- [LISTING]:
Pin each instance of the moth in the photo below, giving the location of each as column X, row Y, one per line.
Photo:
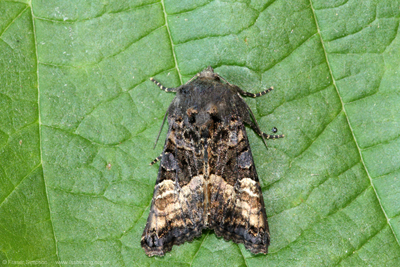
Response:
column 207, row 178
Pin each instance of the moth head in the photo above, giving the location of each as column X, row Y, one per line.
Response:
column 208, row 73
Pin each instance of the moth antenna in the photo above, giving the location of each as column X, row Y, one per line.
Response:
column 255, row 126
column 159, row 132
column 162, row 87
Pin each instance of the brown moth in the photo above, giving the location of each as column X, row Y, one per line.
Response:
column 207, row 178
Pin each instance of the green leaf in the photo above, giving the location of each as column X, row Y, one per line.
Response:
column 79, row 116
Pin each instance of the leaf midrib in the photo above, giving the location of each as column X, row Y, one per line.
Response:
column 40, row 132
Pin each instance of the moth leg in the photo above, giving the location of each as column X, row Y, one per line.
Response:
column 156, row 159
column 244, row 93
column 166, row 89
column 262, row 134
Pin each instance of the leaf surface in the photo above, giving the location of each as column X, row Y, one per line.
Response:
column 79, row 116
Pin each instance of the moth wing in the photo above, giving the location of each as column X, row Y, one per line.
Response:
column 237, row 205
column 176, row 212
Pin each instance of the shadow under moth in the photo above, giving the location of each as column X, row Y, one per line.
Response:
column 207, row 178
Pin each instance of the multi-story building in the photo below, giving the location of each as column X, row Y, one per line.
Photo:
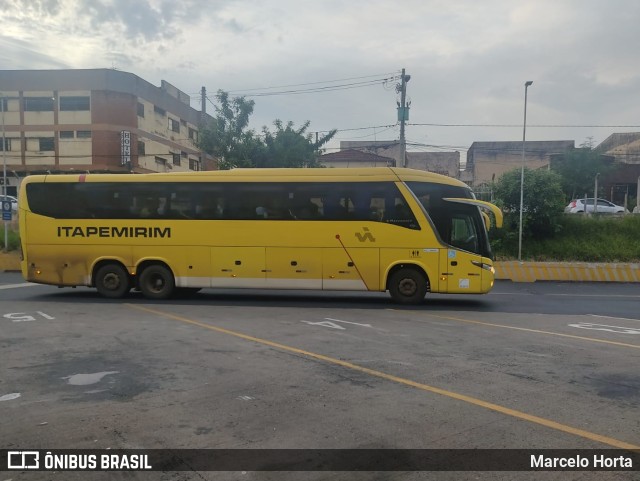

- [WHAT IS REQUIRED]: Rewrite the listing above with "Pin each instance" changed to "Mark every instance" everywhere it appears, keeping every other line as it is. Leave the pictures out.

- [ANSWER]:
Mark every instance of the moth in the photo below, giving the location of each as column X, row Y, one per line.
Photo:
Response:
column 207, row 178
Mark every instance of the moth head in the photo above, giving the location of each as column X, row Y, one per line.
Response:
column 208, row 73
Mark every instance of the moth antenna in the photo above, giving the location of each as column X, row Y, one per line.
Response:
column 255, row 126
column 159, row 132
column 162, row 87
Mark every instance of the brown moth in the photo above, giving the location of each as column X, row Y, one per line.
Response:
column 207, row 178
Mark every instance of the green leaf in the photo above, giving the location of each as column X, row Y, one per line.
Response:
column 79, row 116
Mark every instance of the leaf midrib in the photo above, giving the location of each as column X, row Y, one per line.
Response:
column 40, row 132
Mark every instance of the moth leg in the photo above, giving the location of each as column X, row Y, one per line.
Response:
column 156, row 159
column 244, row 93
column 166, row 89
column 262, row 134
Mark every instance of the leaf surface in the photo above, giving the location of each as column X, row Y, one per line.
Response:
column 79, row 116
Mark every instance of the moth wing in the photo above, giving the location of each as column X, row Y, one per line.
Response:
column 237, row 205
column 176, row 212
Mark every instance of the shadow under moth in the photo above, giving the location of each as column X, row Y, one per line.
Response:
column 207, row 178
Mark every instance of the multi-story building in the photo below, giving the location of each as column X, row Y, one per line.
Photo:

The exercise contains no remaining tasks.